» Passage:
_ _ _ _ _ _ _

Elle a également souligné l’importance de renforcer les environnements sociaux favorables et les réseaux sociaux qui aident les enfants à se remettre des traumatismes et à se développer de manière saine ; en fournissant des espaces accueillants pour les enfants qui offrent un ensemble de services intégrés pour les enfants touchés, notamment un soutien psychologique avec des spécialistes de la santé mentale, et en fournissant des espaces sûrs pour les femmes et les filles, offrant d’excellentes activités comme le soutien psychologique, la sensibilisation, la formation et l’autonomisation, ainsi que l’orientation vers d’autres services comme la protection, les soins de santé ou l’aide financière selon les besoins.

Il est vrai que la protection globale de la santé mentale des enfants au Yémen ne peut être réalisée sans la coopération et la coordination de toutes les parties prenantes, à commencer par le gouvernement, en passant par les organisations, et en finissant par les individus de la communauté.

Mme. Al-Bareq, souligne également l’importance de cette coopération, indiquant que les parties prenantes concernées incluent le ministère de la Santé, les centres de conseil psychologique dans les universités et les écoles, ainsi que les organisations locales et internationales.

_ _ _ _ _ _ _

» Consigne: D'après le passage, quelles parties prenantes Mme Al-Bareq cite-t-elle ? Appuyez-vous uniquement sur le passage.

» Entrées enregistrées du jeu de données:
_ _ _ _ _ _ _

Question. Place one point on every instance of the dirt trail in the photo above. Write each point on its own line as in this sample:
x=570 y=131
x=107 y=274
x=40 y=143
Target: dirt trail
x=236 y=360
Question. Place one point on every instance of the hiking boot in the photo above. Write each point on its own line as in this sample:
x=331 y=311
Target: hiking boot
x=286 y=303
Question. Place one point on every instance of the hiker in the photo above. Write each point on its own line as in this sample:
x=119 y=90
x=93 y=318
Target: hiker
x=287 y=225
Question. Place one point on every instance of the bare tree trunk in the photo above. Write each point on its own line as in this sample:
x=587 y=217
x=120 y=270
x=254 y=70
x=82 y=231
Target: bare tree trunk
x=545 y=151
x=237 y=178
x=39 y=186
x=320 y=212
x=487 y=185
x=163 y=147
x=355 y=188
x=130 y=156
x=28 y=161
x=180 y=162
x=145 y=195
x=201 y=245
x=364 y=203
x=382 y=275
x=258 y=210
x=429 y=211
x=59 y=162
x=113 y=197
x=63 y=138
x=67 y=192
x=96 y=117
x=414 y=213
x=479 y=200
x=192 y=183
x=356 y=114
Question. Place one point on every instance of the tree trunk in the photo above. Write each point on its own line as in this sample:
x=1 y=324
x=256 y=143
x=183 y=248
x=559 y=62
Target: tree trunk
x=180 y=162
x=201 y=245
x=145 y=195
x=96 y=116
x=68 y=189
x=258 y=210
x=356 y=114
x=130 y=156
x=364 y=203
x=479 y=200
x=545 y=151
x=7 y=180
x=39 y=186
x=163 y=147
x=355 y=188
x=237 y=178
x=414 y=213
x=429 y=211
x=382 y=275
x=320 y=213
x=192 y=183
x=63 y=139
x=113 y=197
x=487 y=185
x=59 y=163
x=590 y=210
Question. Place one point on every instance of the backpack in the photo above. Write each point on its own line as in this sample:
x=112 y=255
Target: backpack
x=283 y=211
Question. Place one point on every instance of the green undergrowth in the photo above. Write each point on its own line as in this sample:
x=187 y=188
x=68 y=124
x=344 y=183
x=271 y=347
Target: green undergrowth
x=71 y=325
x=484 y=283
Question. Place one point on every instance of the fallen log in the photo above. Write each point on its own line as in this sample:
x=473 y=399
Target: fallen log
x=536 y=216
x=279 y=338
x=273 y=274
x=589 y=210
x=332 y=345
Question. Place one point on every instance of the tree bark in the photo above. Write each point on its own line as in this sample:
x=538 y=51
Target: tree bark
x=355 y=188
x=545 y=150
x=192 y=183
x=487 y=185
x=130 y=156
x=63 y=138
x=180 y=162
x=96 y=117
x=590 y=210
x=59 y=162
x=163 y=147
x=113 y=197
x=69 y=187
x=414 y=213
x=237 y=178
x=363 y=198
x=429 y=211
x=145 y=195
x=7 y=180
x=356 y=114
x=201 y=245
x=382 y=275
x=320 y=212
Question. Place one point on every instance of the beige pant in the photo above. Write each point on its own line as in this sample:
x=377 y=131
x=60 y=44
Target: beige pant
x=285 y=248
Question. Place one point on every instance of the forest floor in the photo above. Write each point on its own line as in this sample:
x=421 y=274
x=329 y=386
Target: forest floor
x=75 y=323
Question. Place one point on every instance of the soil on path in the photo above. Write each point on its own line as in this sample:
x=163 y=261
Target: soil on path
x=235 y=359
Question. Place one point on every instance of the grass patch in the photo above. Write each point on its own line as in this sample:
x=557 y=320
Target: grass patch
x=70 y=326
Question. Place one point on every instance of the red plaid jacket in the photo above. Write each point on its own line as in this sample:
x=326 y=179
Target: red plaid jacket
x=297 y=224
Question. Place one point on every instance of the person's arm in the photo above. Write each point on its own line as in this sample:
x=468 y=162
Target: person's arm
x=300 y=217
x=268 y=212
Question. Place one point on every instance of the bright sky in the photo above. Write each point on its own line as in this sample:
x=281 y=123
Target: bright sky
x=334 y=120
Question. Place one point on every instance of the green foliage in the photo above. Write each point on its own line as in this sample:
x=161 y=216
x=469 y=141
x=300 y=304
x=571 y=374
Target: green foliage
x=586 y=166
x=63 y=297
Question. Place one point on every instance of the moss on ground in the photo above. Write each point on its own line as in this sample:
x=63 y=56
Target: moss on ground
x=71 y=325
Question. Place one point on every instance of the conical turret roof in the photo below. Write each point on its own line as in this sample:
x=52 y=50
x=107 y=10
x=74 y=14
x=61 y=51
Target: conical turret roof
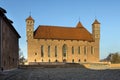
x=29 y=18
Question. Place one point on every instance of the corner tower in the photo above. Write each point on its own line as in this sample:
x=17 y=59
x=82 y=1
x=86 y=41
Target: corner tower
x=96 y=30
x=29 y=28
x=96 y=36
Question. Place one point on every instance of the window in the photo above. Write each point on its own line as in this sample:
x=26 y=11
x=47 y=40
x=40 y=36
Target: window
x=92 y=50
x=64 y=50
x=55 y=51
x=73 y=60
x=85 y=50
x=79 y=50
x=72 y=50
x=35 y=53
x=48 y=51
x=35 y=60
x=79 y=60
x=85 y=60
x=42 y=51
x=49 y=60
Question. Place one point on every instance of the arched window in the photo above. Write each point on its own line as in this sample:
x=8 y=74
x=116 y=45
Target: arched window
x=72 y=60
x=72 y=50
x=85 y=50
x=48 y=51
x=64 y=50
x=92 y=50
x=79 y=60
x=42 y=51
x=79 y=50
x=55 y=51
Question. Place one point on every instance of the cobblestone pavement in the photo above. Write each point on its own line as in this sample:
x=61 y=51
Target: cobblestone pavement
x=60 y=74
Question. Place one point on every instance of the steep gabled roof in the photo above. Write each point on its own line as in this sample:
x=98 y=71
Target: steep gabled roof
x=29 y=18
x=63 y=33
x=96 y=22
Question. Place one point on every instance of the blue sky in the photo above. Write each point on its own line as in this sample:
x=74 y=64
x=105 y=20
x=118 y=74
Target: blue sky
x=68 y=13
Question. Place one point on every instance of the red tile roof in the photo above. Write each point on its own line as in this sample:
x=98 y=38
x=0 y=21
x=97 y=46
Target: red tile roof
x=96 y=22
x=63 y=33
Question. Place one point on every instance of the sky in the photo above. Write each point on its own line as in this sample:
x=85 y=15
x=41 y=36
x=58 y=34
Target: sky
x=68 y=13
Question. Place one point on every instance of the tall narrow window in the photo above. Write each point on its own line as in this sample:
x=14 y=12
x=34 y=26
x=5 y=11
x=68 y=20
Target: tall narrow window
x=72 y=50
x=55 y=51
x=79 y=50
x=42 y=51
x=85 y=50
x=64 y=50
x=92 y=50
x=48 y=51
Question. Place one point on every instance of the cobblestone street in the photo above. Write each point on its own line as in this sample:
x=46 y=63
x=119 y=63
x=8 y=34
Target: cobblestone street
x=60 y=74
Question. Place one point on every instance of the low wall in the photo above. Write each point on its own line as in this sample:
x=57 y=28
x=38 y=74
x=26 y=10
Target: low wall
x=115 y=66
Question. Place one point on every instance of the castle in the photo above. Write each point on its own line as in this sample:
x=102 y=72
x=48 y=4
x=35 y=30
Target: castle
x=9 y=43
x=62 y=44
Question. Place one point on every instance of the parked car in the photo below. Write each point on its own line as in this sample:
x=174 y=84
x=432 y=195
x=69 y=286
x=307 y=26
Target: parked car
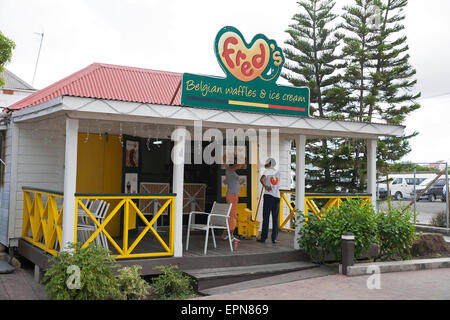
x=381 y=190
x=434 y=192
x=402 y=185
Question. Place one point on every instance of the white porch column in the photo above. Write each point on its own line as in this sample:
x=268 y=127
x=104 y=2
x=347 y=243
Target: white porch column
x=372 y=170
x=179 y=138
x=70 y=180
x=300 y=143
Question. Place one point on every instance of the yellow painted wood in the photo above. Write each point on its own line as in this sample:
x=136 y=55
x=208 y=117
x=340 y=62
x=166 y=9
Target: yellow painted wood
x=99 y=170
x=44 y=221
x=310 y=205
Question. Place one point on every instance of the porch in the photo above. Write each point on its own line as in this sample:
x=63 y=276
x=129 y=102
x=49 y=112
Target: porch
x=42 y=232
x=79 y=146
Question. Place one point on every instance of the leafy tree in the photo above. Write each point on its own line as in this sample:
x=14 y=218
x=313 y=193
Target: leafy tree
x=6 y=47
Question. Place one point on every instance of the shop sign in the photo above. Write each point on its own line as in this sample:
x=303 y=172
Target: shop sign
x=250 y=84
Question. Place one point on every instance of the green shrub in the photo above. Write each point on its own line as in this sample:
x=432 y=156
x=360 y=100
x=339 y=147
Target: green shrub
x=172 y=283
x=310 y=236
x=396 y=232
x=319 y=237
x=131 y=285
x=96 y=278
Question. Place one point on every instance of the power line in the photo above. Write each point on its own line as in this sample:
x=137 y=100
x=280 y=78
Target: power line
x=39 y=53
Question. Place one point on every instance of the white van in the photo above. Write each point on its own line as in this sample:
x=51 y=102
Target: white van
x=402 y=185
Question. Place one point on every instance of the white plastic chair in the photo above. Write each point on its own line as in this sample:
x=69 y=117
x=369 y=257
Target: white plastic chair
x=87 y=226
x=217 y=219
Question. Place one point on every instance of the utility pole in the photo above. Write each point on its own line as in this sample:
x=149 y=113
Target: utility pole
x=39 y=53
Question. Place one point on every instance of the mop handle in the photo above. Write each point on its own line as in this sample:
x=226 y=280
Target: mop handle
x=259 y=201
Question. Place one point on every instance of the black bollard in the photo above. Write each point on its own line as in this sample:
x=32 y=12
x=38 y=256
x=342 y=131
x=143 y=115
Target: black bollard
x=348 y=251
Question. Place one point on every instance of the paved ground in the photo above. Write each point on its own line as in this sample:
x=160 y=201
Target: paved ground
x=20 y=285
x=425 y=210
x=425 y=284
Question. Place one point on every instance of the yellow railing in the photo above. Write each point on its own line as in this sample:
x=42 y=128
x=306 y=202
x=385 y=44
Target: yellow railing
x=334 y=200
x=126 y=204
x=42 y=218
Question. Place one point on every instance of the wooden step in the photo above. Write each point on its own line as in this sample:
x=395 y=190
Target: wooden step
x=215 y=277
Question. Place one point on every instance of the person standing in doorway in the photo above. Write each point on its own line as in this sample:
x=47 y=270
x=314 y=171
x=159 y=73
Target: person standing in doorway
x=270 y=181
x=232 y=180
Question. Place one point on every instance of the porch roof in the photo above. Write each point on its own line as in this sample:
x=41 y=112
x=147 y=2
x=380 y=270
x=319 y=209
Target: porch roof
x=119 y=93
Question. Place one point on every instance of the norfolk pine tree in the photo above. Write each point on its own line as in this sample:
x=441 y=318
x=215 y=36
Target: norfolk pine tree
x=378 y=76
x=312 y=62
x=6 y=47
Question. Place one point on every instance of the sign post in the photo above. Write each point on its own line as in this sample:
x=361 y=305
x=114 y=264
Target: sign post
x=250 y=84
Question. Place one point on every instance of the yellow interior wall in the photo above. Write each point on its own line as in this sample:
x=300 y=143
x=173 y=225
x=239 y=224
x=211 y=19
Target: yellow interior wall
x=99 y=170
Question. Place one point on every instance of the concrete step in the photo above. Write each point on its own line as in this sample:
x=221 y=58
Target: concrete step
x=5 y=267
x=321 y=271
x=214 y=277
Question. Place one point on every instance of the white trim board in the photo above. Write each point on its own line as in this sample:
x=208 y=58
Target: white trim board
x=87 y=108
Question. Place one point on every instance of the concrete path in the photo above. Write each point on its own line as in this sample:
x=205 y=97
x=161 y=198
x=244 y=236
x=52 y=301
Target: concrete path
x=425 y=284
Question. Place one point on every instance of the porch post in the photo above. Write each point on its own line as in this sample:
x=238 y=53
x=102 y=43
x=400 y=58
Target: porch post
x=372 y=170
x=300 y=143
x=70 y=179
x=179 y=137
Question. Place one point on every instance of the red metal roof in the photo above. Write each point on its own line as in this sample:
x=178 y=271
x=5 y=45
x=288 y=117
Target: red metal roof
x=112 y=82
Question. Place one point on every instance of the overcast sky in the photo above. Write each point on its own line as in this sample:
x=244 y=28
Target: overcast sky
x=178 y=36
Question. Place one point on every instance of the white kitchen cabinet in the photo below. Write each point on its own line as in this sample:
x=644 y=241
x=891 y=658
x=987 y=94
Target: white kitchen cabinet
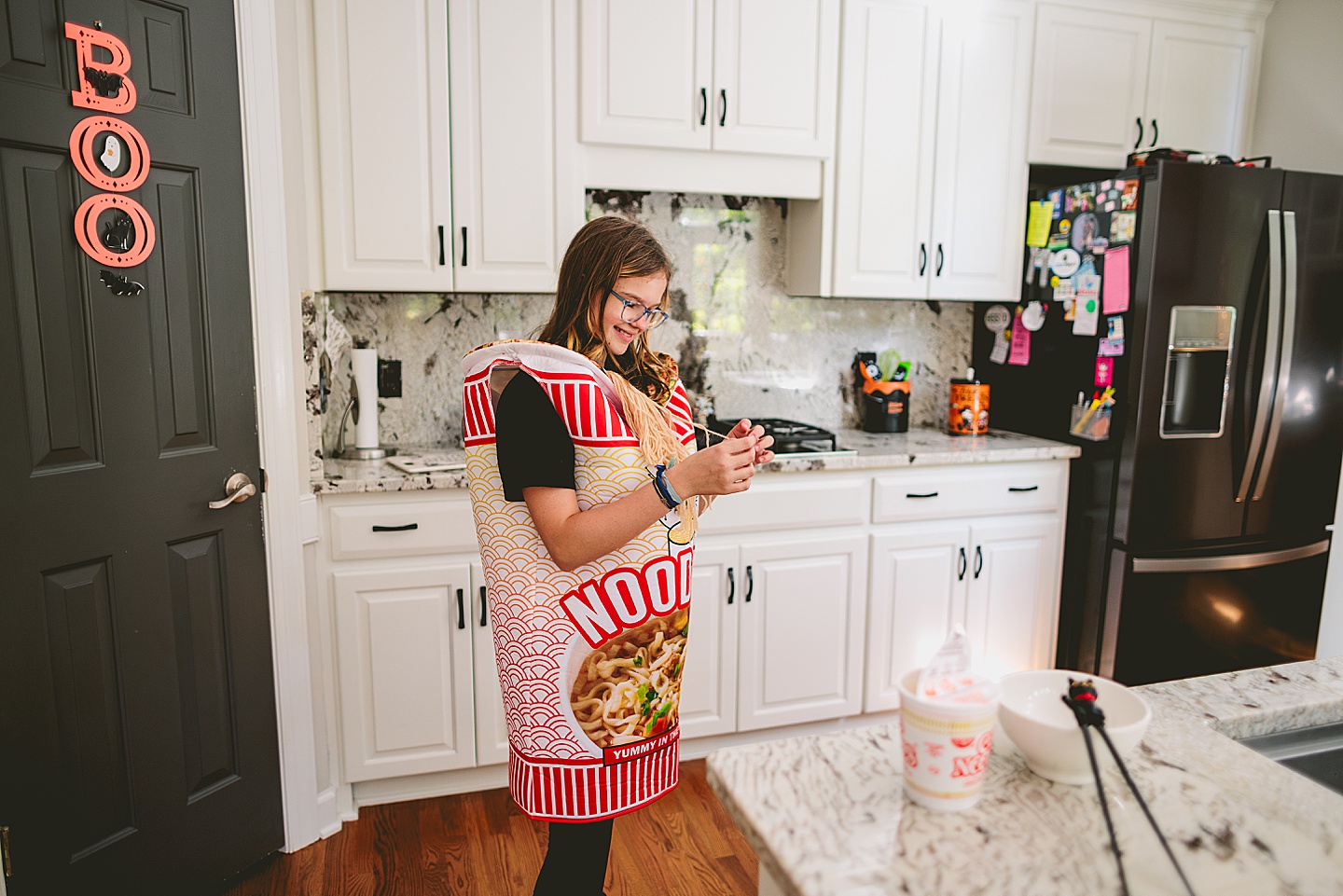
x=383 y=144
x=738 y=76
x=931 y=153
x=503 y=161
x=1107 y=84
x=800 y=633
x=491 y=725
x=406 y=679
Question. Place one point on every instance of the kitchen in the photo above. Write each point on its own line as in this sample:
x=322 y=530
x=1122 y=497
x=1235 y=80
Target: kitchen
x=381 y=244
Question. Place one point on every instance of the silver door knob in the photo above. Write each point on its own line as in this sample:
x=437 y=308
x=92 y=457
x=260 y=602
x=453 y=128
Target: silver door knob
x=237 y=488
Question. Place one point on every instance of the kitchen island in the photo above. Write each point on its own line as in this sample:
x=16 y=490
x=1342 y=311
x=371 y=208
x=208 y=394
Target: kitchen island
x=826 y=814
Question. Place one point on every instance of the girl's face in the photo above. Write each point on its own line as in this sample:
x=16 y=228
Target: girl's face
x=646 y=290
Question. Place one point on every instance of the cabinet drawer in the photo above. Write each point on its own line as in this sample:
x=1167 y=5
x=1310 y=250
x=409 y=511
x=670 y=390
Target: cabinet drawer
x=397 y=530
x=968 y=490
x=799 y=502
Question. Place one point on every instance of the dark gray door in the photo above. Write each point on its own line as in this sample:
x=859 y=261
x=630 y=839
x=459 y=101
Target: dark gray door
x=137 y=730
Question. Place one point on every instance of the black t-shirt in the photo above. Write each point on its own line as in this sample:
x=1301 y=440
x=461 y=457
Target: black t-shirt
x=533 y=445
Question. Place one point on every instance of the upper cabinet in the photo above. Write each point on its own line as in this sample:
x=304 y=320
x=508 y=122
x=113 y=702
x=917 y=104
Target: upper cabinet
x=931 y=153
x=403 y=207
x=1163 y=84
x=739 y=76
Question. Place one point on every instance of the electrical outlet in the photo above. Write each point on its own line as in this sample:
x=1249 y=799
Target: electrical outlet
x=388 y=379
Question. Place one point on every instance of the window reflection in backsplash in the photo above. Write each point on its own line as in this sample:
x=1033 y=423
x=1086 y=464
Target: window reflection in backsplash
x=738 y=336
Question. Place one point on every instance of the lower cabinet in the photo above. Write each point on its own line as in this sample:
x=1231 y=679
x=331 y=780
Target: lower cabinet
x=997 y=576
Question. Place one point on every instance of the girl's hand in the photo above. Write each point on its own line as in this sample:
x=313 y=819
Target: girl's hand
x=720 y=469
x=744 y=429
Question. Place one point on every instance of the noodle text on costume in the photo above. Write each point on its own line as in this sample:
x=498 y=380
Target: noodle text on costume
x=626 y=598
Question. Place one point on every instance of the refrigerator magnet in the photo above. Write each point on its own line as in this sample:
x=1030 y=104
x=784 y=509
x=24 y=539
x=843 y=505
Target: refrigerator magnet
x=1104 y=371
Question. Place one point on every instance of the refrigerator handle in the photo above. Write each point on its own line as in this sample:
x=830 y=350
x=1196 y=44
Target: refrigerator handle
x=1284 y=362
x=1267 y=381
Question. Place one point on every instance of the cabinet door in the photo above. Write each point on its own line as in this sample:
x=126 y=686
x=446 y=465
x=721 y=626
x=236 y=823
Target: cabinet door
x=405 y=657
x=919 y=573
x=646 y=73
x=710 y=682
x=802 y=621
x=775 y=66
x=1089 y=86
x=1014 y=579
x=503 y=146
x=383 y=144
x=884 y=155
x=980 y=176
x=1199 y=89
x=491 y=728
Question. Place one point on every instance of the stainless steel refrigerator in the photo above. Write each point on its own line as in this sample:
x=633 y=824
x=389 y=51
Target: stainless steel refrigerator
x=1197 y=535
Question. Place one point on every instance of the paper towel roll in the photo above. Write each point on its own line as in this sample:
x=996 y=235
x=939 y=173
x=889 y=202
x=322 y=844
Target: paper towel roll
x=364 y=367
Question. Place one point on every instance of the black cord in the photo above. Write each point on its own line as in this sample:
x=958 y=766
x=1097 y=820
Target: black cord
x=1147 y=811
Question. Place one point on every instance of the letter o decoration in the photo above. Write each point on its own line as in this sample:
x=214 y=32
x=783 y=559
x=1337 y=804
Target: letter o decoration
x=86 y=230
x=82 y=153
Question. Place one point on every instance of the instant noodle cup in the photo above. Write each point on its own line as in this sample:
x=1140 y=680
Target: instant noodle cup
x=946 y=742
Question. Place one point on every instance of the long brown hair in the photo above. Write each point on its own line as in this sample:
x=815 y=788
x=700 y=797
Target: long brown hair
x=604 y=250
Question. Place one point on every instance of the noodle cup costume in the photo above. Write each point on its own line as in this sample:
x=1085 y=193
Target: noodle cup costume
x=589 y=661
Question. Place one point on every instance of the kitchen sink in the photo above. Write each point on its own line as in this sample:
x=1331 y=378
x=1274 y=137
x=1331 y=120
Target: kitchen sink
x=1315 y=752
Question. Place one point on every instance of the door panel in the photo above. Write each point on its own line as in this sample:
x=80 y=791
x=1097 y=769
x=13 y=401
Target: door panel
x=134 y=630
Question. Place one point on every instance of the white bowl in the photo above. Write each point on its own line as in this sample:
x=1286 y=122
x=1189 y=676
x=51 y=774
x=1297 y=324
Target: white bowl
x=1033 y=715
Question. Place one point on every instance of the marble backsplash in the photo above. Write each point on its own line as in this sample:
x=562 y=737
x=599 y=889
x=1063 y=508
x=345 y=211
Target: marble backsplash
x=739 y=338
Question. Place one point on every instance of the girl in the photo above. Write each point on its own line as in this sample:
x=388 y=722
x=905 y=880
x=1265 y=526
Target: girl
x=588 y=490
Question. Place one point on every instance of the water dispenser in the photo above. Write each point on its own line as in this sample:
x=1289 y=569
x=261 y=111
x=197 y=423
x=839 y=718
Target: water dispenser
x=1198 y=363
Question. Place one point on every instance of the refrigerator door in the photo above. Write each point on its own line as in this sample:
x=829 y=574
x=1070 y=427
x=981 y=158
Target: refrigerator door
x=1197 y=615
x=1296 y=487
x=1205 y=242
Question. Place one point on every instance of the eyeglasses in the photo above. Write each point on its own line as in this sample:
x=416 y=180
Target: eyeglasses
x=634 y=311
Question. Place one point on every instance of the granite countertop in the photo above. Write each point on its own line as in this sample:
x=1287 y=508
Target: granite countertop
x=872 y=451
x=826 y=816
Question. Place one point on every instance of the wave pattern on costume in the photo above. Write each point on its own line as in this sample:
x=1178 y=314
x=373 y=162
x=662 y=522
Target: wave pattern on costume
x=616 y=619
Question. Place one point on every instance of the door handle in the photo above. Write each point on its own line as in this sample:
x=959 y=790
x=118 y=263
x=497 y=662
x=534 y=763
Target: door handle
x=237 y=488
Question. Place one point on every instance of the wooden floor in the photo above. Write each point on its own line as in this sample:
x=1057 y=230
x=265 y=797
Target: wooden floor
x=481 y=845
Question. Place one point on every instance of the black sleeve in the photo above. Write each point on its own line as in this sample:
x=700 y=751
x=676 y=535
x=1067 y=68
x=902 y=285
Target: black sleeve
x=533 y=444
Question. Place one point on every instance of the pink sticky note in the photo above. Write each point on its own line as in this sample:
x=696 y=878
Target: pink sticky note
x=1019 y=352
x=1116 y=281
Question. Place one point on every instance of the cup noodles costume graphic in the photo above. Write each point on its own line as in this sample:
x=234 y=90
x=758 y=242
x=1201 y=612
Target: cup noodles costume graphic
x=589 y=661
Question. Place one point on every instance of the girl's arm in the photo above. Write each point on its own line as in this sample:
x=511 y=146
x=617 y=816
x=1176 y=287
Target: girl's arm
x=575 y=536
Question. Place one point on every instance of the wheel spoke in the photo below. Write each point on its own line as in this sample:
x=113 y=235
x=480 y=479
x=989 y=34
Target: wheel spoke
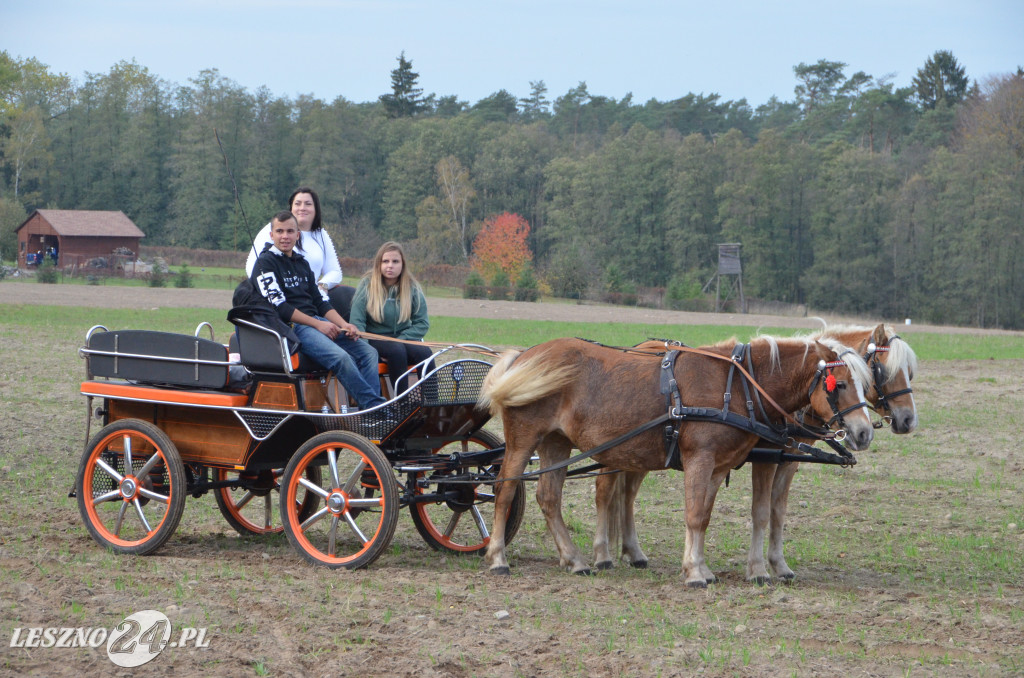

_ _ _ _ _ _ _

» Réponse: Le ministère de la Santé, les centres de conseil psychologique dans les universités et les écoles, ainsi que les organisations locales et internationales.